> Directive A
Scale the records from the collection by giving every line again, requests included, with each point coordinate in the answers multiplied by 2.25 and rounded to a whole number, halves rounding up. Leave the numbers in the requests and their format samples unchanged.

This turns out to be much slower than the searchsorted solution.

On the other hand, the array A is always the same, only k changes. So it would be beneficial to use some auxiliary structure (like a "inverse KDTree") on A, and then query the results on the small array k.

Is there something like that?

Edit

At the moment I am using a variant of np.searchsorted that requires the array A to be sorted. We can do this in advance as a pre-processing step, but we still have to restore the original order after computing the indices. This variant is about twice as fast as the one above.

A = np.random.random(3000000)
k = np.random.random(30)

indices_sort = np.argsort(A)
sortedA = A[indices_sort]

inv_indices_sort = np.argsort(indices_sort)
k.sort()


def find_nearest(sortedA, k):
    midpoints = k[:-1] + np.diff(k)/2
    idx_aux = np.searchsorted(sortedA, midpoints)
    idx = []
    count = 0
    final_indices = np.zeros(sortedA.shape, dtype=int)
    old_obj = None
    for obj in idx_aux:
        if obj != old_obj:
            idx.append((obj, count))
            old_obj = obj
        count += 1
    old_idx = 0
    for idx_A, idx_k in idx:
        final_indices[old_idx:idx_A] = idx_k
        old_idx = idx_A
    final_indices[old_idx:] = len(k)-1

    indicesClosest = final_indices[inv_indices_sort] #<- this takes 90% of the time
    return k[indicesClosest], indicesClosest

The line that takes so much time is the line that brings the indices back to their original order.

> Directive B
From the post about finding nearest values in an array, reproduce everything from "indices_sort = np.argsort(A)" down to "final_indices = np.zeros(sortedA.shape, dtype=int)" word for word.

[Records from a collection]
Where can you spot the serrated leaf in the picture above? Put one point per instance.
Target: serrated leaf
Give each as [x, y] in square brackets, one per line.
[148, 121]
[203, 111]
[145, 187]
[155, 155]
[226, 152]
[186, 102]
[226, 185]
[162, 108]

> Written solution A
Where can you spot the serrated leaf in the picture above? Put one point per instance.
Target: serrated leaf
Give each as [x, y] in square brackets, one per line.
[333, 272]
[457, 250]
[326, 421]
[349, 349]
[509, 342]
[419, 230]
[509, 416]
[365, 243]

> Written solution B
indices_sort = np.argsort(A)
sortedA = A[indices_sort]

inv_indices_sort = np.argsort(indices_sort)
k.sort()


def find_nearest(sortedA, k):
    midpoints = k[:-1] + np.diff(k)/2
    idx_aux = np.searchsorted(sortedA, midpoints)
    idx = []
    count = 0
    final_indices = np.zeros(sortedA.shape, dtype=int)